Directions
Repeat the rows below word for word, starting with the row that has "Can you see the plain" and going on through the last row.

Dataset excerpts

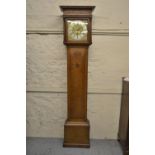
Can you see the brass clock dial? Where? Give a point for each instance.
(77, 30)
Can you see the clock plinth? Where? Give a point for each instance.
(77, 37)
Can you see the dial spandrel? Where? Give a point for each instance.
(77, 30)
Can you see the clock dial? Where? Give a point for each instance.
(77, 30)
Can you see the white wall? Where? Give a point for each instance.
(46, 67)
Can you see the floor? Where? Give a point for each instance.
(52, 146)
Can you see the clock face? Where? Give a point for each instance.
(77, 30)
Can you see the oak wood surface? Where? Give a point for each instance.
(76, 129)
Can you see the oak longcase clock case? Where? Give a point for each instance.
(77, 38)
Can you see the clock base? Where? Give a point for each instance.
(76, 134)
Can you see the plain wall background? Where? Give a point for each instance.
(47, 69)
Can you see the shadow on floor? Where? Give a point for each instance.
(53, 146)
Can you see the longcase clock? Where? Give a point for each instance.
(77, 38)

Full solution
Can you see the plain wall background? Where? Give a point for each instance.
(47, 69)
Can you see the shadow on floor? Where? Give a point for each instance.
(53, 146)
Can you see the longcase clock? Where? Give a point for each instance.
(77, 38)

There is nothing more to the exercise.